TASK TO CARRY OUT: Pull out each line of the records below that contains the string "decoration". Case matters.
# Start of DATA FOR PROCESSING
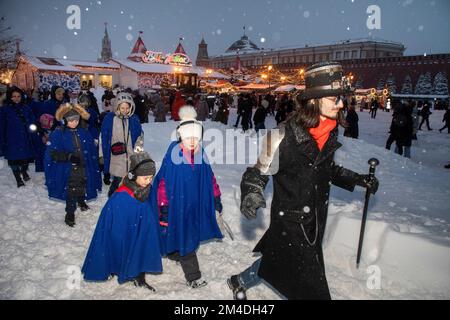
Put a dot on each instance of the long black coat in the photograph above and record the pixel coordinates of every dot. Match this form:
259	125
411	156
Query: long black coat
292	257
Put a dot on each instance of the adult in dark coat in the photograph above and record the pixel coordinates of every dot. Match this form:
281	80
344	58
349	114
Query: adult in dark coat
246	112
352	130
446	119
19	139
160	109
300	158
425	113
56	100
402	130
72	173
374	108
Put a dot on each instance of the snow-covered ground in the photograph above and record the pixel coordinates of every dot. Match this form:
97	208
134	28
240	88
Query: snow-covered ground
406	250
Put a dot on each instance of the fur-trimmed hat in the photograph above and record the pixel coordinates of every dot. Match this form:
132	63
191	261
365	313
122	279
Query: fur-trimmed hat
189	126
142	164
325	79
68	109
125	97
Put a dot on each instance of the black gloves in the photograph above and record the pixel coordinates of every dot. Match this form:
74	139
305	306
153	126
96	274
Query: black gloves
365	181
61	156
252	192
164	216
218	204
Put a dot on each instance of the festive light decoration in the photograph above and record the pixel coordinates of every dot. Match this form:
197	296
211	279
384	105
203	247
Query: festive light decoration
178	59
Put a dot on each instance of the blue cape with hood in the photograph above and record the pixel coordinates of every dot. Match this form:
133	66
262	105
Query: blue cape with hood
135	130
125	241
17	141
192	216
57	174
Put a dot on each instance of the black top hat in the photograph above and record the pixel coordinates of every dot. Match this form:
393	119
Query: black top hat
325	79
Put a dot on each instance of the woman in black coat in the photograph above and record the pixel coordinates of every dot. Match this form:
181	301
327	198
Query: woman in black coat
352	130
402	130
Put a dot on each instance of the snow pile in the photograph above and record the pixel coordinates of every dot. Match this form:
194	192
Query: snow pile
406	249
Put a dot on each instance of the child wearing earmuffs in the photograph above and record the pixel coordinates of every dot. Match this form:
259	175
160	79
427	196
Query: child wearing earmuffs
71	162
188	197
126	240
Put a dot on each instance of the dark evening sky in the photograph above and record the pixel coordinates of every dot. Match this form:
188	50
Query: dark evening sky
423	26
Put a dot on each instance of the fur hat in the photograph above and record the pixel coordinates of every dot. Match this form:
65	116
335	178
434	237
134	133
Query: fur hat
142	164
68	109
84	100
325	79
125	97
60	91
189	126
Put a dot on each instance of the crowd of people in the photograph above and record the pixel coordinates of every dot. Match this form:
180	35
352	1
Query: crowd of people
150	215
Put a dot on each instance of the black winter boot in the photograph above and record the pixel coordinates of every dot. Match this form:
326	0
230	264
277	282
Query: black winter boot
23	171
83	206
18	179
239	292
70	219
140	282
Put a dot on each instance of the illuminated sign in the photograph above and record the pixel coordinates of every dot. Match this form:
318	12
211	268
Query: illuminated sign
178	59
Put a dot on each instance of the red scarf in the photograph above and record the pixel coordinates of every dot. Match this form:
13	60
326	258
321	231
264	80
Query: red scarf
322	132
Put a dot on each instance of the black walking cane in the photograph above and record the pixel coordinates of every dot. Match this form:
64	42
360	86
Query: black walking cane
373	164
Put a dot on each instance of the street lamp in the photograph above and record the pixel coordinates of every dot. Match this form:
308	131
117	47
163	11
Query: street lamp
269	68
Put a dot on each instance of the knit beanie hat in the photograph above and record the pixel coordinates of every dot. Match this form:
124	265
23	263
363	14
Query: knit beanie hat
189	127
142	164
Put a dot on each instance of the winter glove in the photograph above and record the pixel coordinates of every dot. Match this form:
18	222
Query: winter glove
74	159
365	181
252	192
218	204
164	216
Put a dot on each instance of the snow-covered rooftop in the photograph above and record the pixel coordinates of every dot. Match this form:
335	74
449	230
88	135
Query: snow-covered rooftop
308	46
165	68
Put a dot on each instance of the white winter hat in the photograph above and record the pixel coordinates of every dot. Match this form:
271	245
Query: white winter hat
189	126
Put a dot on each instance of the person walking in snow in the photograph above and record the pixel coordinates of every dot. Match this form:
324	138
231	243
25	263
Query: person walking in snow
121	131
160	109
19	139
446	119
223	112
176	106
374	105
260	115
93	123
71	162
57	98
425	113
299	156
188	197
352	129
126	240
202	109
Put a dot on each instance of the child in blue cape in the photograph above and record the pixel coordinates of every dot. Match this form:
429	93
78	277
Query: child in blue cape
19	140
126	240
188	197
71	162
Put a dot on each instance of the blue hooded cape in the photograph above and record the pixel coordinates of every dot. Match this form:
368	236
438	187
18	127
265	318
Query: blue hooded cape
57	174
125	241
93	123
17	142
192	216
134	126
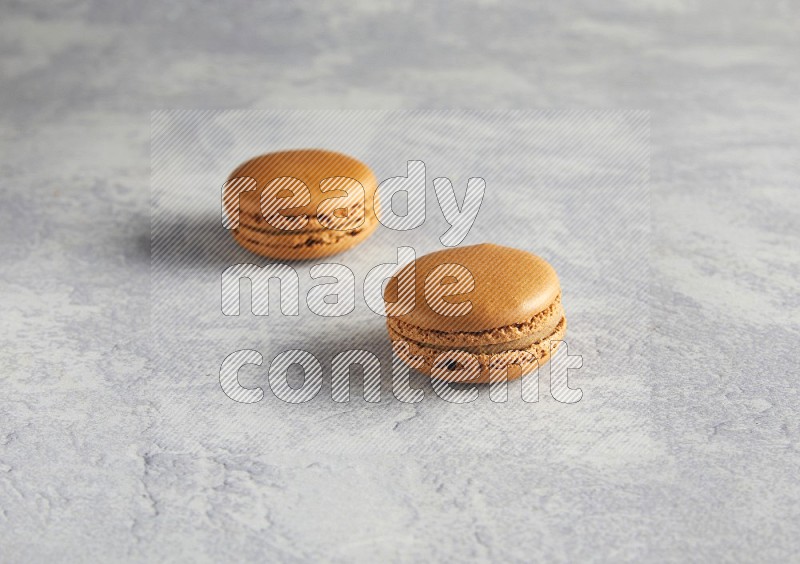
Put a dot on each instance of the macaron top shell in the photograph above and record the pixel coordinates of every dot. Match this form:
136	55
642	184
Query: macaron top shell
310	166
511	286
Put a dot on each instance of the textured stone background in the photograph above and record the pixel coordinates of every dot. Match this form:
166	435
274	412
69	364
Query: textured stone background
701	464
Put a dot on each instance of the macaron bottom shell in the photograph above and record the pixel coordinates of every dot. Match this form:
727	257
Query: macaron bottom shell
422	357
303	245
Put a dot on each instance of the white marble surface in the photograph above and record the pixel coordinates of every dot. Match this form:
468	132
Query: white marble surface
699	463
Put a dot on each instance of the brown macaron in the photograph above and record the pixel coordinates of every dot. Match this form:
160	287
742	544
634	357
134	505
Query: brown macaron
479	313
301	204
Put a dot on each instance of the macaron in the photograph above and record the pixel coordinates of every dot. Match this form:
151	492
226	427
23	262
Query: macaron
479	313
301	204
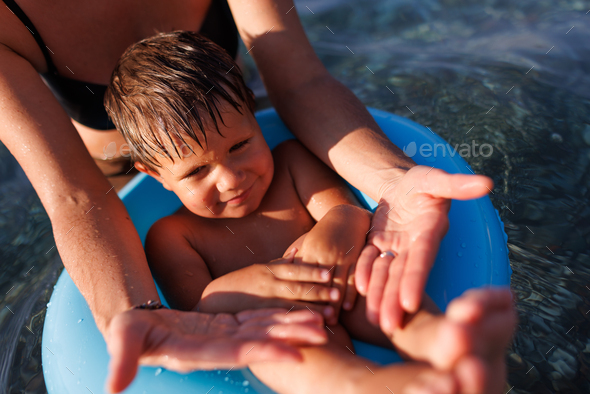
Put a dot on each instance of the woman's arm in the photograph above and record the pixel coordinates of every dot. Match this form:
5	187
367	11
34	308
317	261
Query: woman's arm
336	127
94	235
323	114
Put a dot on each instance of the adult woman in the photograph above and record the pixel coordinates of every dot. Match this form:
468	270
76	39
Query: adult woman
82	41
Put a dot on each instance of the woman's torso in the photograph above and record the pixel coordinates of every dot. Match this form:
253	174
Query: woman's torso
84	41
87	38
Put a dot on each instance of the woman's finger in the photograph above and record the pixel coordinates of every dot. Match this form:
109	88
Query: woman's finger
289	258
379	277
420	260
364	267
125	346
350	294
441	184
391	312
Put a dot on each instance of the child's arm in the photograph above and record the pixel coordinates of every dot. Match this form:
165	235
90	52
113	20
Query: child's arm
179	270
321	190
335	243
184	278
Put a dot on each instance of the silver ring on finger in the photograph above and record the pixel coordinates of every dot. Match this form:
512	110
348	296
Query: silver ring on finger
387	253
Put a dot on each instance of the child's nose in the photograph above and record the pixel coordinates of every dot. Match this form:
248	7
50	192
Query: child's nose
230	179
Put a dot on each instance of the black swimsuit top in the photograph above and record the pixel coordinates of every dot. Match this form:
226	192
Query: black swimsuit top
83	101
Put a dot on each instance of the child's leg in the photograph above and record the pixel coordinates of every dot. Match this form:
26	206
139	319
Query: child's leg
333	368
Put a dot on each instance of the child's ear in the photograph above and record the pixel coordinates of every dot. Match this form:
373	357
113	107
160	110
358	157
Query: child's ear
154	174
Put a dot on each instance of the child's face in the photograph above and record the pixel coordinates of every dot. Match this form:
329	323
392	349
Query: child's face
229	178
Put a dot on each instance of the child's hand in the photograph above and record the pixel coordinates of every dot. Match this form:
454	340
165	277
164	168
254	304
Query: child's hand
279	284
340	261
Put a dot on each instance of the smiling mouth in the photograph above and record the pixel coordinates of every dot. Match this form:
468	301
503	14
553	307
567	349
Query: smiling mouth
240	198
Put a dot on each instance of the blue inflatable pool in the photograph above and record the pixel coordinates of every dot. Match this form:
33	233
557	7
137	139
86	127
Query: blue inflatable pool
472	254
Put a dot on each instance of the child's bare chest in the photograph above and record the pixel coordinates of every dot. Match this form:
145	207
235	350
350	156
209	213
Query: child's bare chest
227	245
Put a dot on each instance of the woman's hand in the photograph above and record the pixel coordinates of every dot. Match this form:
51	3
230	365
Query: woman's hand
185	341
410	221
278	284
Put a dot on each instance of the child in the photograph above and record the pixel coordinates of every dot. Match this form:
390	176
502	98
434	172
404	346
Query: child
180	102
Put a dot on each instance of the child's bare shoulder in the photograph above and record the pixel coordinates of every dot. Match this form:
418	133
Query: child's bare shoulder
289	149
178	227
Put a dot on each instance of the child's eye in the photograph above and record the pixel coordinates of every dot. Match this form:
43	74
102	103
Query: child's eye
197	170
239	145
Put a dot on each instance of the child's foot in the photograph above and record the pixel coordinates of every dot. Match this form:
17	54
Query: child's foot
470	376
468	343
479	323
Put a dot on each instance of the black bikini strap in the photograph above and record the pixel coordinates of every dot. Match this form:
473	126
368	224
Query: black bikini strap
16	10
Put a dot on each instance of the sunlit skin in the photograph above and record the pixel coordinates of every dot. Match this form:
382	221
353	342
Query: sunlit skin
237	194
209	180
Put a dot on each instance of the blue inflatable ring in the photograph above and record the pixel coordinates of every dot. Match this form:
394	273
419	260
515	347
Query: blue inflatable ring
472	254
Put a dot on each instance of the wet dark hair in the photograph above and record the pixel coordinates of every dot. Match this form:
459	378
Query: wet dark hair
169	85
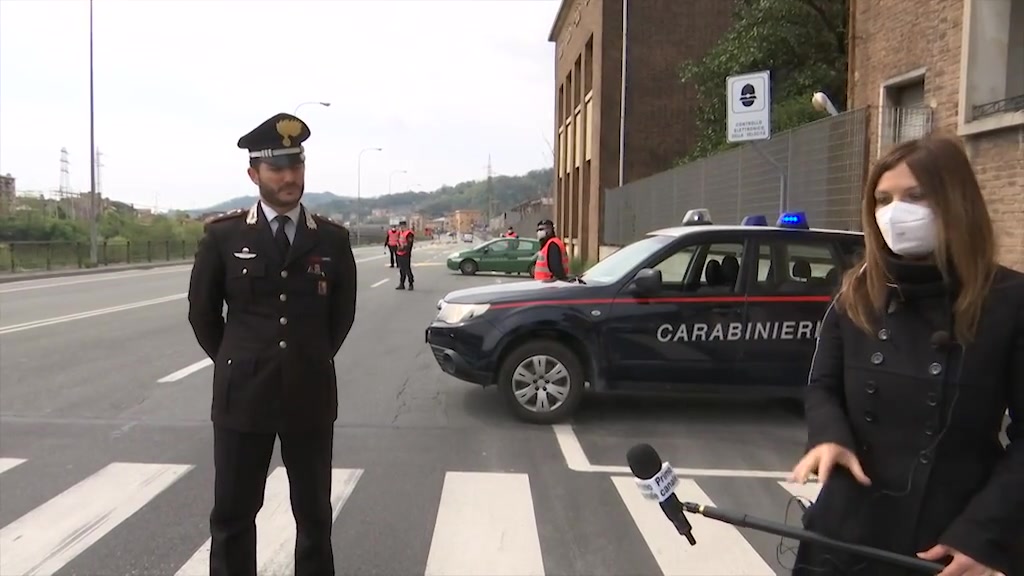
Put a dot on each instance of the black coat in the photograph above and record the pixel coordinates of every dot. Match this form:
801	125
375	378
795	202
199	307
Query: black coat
# End of DATA FOR PROCESSING
# Start of DATA FOR PROCESSING
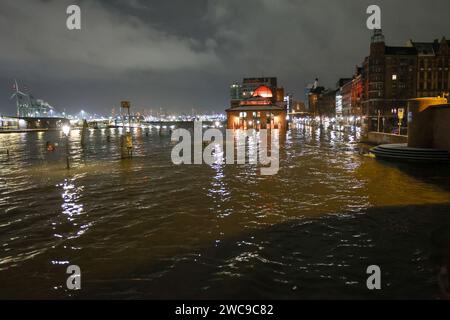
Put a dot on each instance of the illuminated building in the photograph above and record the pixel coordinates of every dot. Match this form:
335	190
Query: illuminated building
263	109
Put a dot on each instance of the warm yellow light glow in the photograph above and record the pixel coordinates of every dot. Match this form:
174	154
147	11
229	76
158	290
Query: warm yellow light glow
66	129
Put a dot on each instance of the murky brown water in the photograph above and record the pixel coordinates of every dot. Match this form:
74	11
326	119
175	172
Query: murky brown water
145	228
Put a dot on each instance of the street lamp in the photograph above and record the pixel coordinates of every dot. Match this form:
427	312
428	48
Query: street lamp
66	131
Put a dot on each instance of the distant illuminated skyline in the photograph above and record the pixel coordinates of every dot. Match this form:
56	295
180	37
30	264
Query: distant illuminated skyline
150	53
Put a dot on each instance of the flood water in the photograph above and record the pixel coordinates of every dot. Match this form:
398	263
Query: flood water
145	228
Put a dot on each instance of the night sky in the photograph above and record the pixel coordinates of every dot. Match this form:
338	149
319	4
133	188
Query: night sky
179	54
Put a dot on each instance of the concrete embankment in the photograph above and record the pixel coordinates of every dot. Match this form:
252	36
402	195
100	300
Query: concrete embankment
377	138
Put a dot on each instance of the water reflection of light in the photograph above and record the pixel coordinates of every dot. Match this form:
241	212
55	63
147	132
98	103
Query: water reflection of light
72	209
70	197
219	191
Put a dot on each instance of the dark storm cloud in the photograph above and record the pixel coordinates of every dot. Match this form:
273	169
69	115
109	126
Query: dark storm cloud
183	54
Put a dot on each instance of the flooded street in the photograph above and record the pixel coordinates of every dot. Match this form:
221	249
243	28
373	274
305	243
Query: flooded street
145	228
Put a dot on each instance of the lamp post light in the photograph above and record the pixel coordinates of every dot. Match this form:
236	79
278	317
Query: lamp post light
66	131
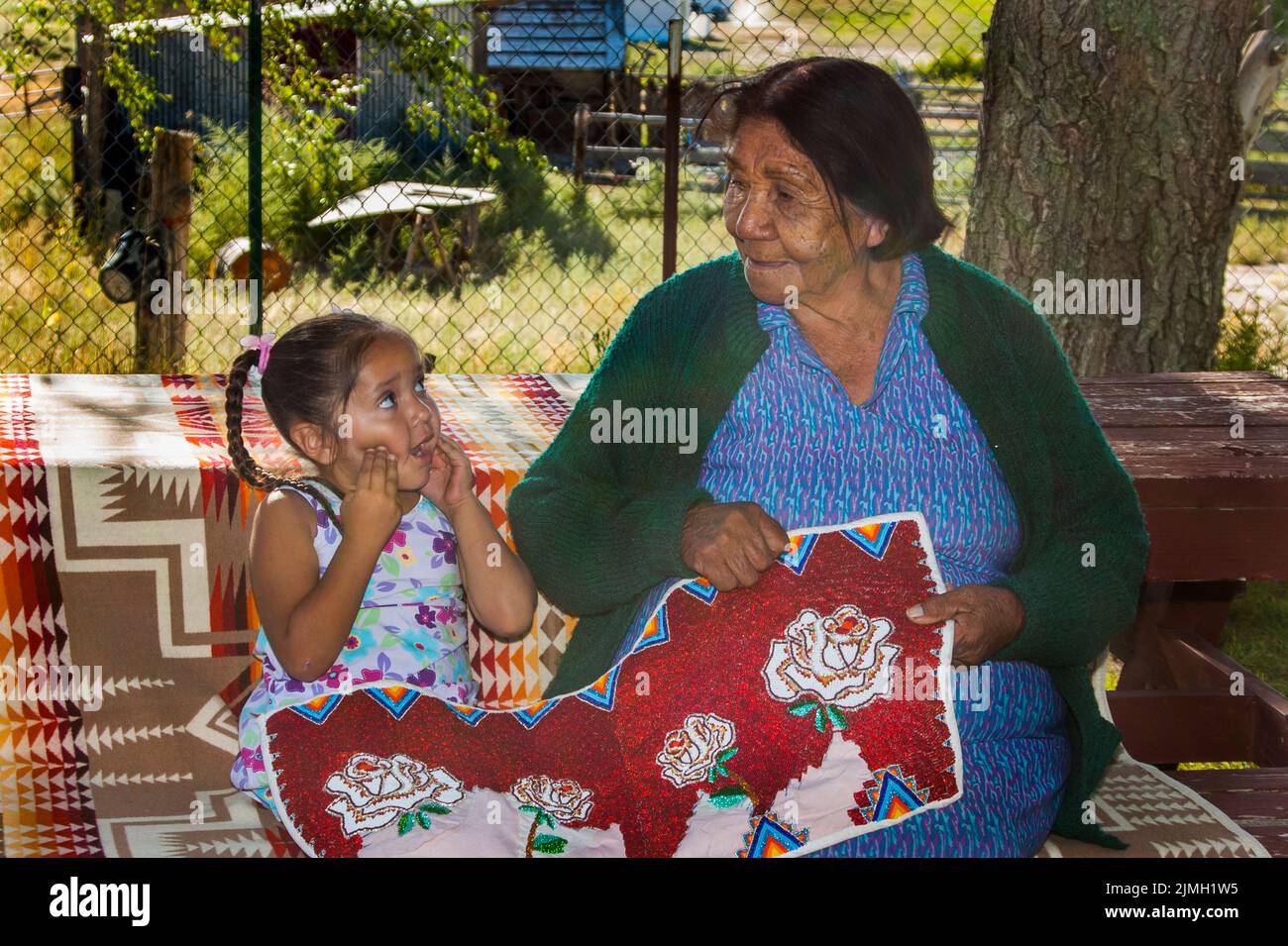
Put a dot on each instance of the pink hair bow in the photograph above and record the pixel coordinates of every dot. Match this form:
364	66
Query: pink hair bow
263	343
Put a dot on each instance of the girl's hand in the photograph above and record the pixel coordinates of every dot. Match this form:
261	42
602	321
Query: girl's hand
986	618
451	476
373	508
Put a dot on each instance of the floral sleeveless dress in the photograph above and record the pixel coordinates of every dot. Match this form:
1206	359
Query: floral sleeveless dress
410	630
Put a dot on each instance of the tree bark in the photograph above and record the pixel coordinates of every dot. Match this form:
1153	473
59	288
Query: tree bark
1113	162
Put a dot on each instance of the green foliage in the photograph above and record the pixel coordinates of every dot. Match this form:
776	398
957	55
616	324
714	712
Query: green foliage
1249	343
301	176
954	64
# End of DATA FOR PROCESSING
WRITTEN SOLUTION:
Put a dot on each instance of the festive light decoration in the photograph above and record the pixel coordinates of every dot. Match this form:
Query: festive light decoration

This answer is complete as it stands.